For manufacturing, developing a domestic supply chain for nacelle components is a priority for many OEMs, and maintaining competitive pricing in line with offshore suppliers is proving to be difficult. One cause is the lack of integrated forging and foundry facilities dedicated to producing wind components. As the components move from raw material to finished component, they change location and service provider, which adds transportation and handling cost and reduces margins.

Another cause is the open capacity that exists due to the drop in orders worldwide. For transportation there is a shortage of cartage equipment, particularly the specialized trailers and rail cars needed to move components and erection equipment. As the number of turbine installations increases annually, demand will outpace supply, yet investments aren’t being made due to market uncertainty. For installation, heavy lift equipment availability has been and will continue to be a challenge, and with few OEMs supplying the world scaling up output is difficult. As hub heights and component weight increase, larger cranes will be required. In coming years the construction of new coal and nuclear plants will create competition for the available rigs.

- _INFORMATION SUPPLIED_:
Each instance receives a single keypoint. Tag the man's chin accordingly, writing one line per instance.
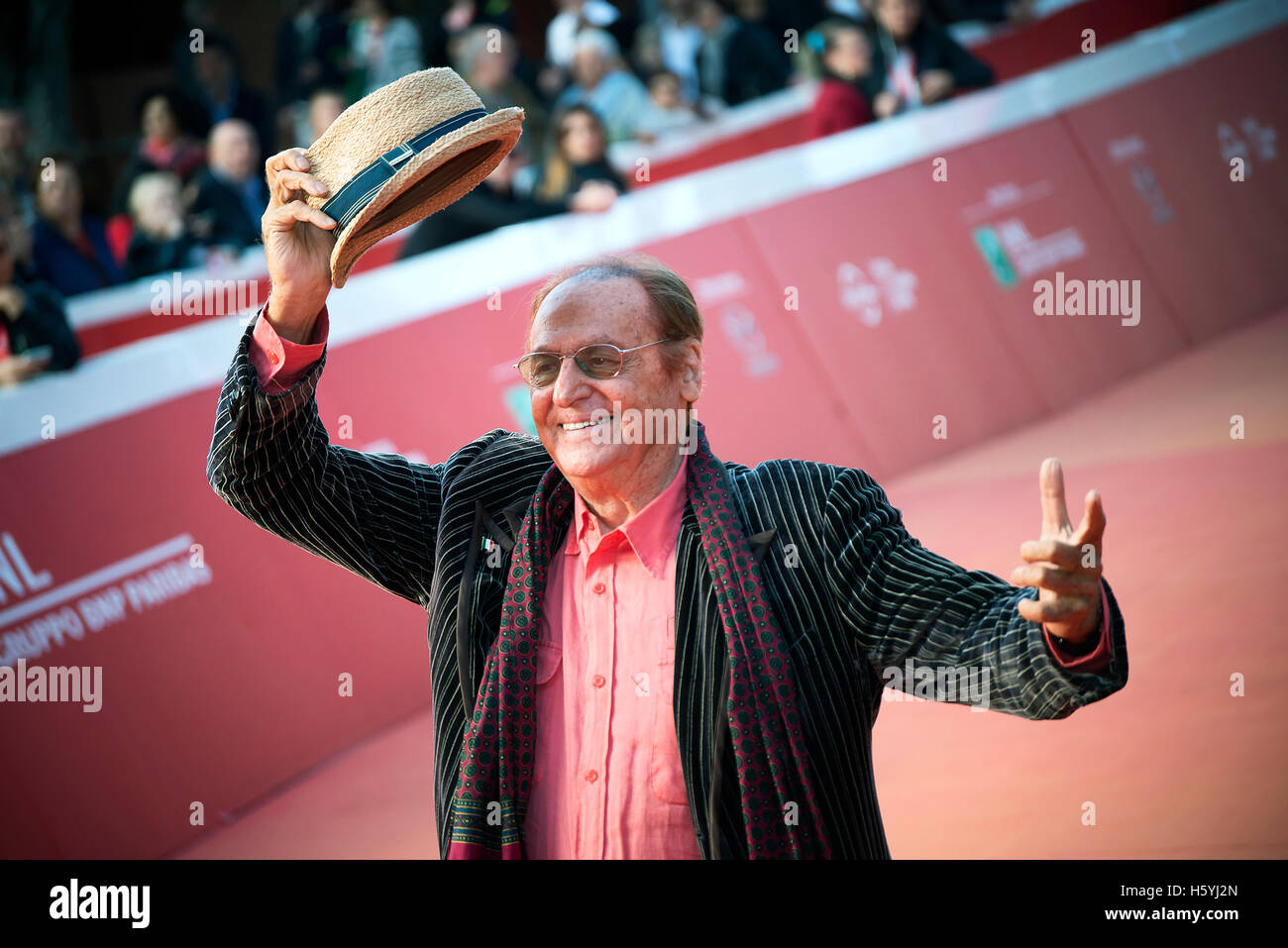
(585, 459)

- _YOUR INSTRUCTIONS_: From the passage on the wind component supply chain, extract verbatim the portion that begins at the words "Another cause is" and stops after "the available rigs.".

- _THE REPLY_:
Another cause is the open capacity that exists due to the drop in orders worldwide. For transportation there is a shortage of cartage equipment, particularly the specialized trailers and rail cars needed to move components and erection equipment. As the number of turbine installations increases annually, demand will outpace supply, yet investments aren’t being made due to market uncertainty. For installation, heavy lift equipment availability has been and will continue to be a challenge, and with few OEMs supplying the world scaling up output is difficult. As hub heights and component weight increase, larger cranes will be required. In coming years the construction of new coal and nuclear plants will create competition for the available rigs.